Gubernur Bank Indonesia (BI) Agus D.W. Martowardojo meminta masyarakat tidak khawatir berlebihan atas kondisi perekonomian di Tanah Air. Pasalnya, di tengah ketidakpastian ekonomi global akibat rencana Bank Sentral Amerika Serikat (The Federal Reserve/The Fed) menaikkan tingkat suku bunga, fundamental ekonomi Indonesia disebutnya masih menunjukkan perkembangan positif.
“Masyarakat mohon tetap tenang, ekonomi kita mengarah ke yang lebih baik,” tutur Agus di Kantor Pusat BI, Jakarta, Jumat (28/8). Agus mencatat sepanjang tahun berjalan, level inflasi Indonesia masih terbilang terkendali. Inflasi Agustus 2015 diprediksi BI hanya akan berada di level 0,3 persen atau lebih rendah dibandingkan rata-rata inflasi Agustus selama lima tahun terakhir. Selanjutnya, defisit transaksi berjalan (current account deficit/ CAD) juga mengecil dari yang sebelumya di kisaran 4 persen PDB pada kuartal II 2014 menjadi di kisaran 2 persen PDB di periode yang sama tahun ini.
“Kami juga melihat neraca perdagangan yang surplus terus dari Januari sampai Juli, itu bagus,” kata Agus. Agus tidak menyangkal nilai tukar rupiah masih tertekan, meskipun pada penutupan perdagangan kemarin sempat ditutup menguat 1,01 persen atau 143 poin ke level Rp 13.990 per dolar AS. “Kalau kita ikuti nilai tukar rupiah, kan nilai tukar rupiah sampai 27 Agustus itu year to date terdepresiasi 12,9 persen. Itu dari 1 Januari sampai 27 Agustus. Kalau tahun sebelumnya (depresiasi rupiah terhadap dolar) satu tahun kan 1,8 persen,” kata Agus.
Namun demikian, Agus menekankan, apabila dibandingkan negara-negara lain depresiasi nilai tukar rupiah masih tergolong rendah. Disebutkannya, depresiasi nilai tukar mata uang Brazil (year to date) terhadap dolar mencapai 33 persen, sedangkan Turki 24 persen, Malaysia 21 persen, dan Afrika Selatan 13 persen.
“Itu artinya mata uang Indonesia dibandingkan dengan mata uang negara-negara itu kita menguat, tetapi kalau rupiah kita dibandingkan dengan dolar kita melemah ke 13 persen,” kata Agus. ak hanya nilai tukar, pasar modal domestik pun juga tertekan. Karena masih tingginya ketidakpastian di pasar, investor cenderung memilih berinvestasi di negara-negara maju seperti Amerika, yang dipercaya memiliki risiko lebih rendah dibandingkan negara berkembang.

**Isi Kumpulan Data:**
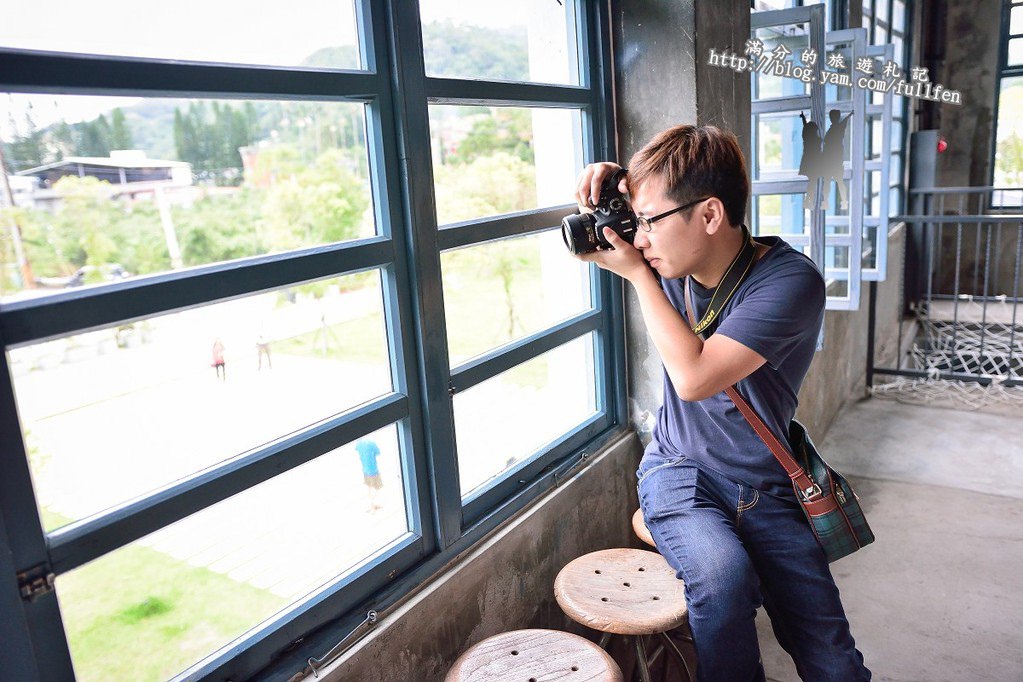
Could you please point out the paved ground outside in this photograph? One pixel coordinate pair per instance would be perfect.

**Yang Harus Dikerjakan:**
a) Dalam berita tentang kondisi ekonomi Indonesia, berapa persen depresiasi mata uang Brazil terhadap dolar sejak awal tahun?
b) Tuliskan ulang secara persis bagian berita tentang kondisi ekonomi Indonesia di antara "Namun demikian, Agus" dan "dibandingkan negara berkembang.", termasuk kedua batas tersebut.
c) Lanjutkan berita tentang kondisi ekonomi Indonesia di atas, dimulai setelah kalimat terakhirnya.

**Daftar Jawaban:**
a) Depresiasi mata uang Brazil terhadap dolar mencapai 33 persen.

b)
Namun demikian, Agus menekankan, apabila dibandingkan negara-negara lain depresiasi nilai tukar rupiah masih tergolong rendah. Disebutkannya, depresiasi nilai tukar mata uang Brazil (year to date) terhadap dolar mencapai 33 persen, sedangkan Turki 24 persen, Malaysia 21 persen, dan Afrika Selatan 13 persen.
“Itu artinya mata uang Indonesia dibandingkan dengan mata uang negara-negara itu kita menguat, tetapi kalau rupiah kita dibandingkan dengan dolar kita melemah ke 13 persen,” kata Agus. ak hanya nilai tukar, pasar modal domestik pun juga tertekan. Karena masih tingginya ketidakpastian di pasar, investor cenderung memilih berinvestasi di negara-negara maju seperti Amerika, yang dipercaya memiliki risiko lebih rendah dibandingkan negara berkembang.

c)
“Memang di pasar modal masih ada tekanan karena terjadi capital outflow. Kita juga perhatikan sebetulnya dana dari asing yang masuk ke Indonesia tahun ini masih bagus karena masih masuk kira-kira year to date itu Rp 45 triliun. Tapi kalau setahun yang lalu di periode yang sama kan masuk Rp 150 triliun jadi memang masuknya dana berkurang,” kata Agus.
Meski demikian, Agus yakin pasar akan kembali melirik pasar negara berkembang setelah The Fed memberikan kepastian kenaikan tingkat suku bunga acuannya pada rapat The Federal Open Market Committee (FOMC) September mendatang.
Yang perlu diperhatikan, lanjut Agus, kinerja ekonomi Negeri Paman Sam pada kuartal II tahun ini di luar perkiraan. Dari yang tadinya diperkirakan hanya akan tumbuh 2,7 persen ternyata tumbuh 3,2 persen. Kemudian tingkat pengangguran juga turun dari yang tadinya 277 ribu menjadi 271 ribu didukung oleh kinerja korporasi yang positif.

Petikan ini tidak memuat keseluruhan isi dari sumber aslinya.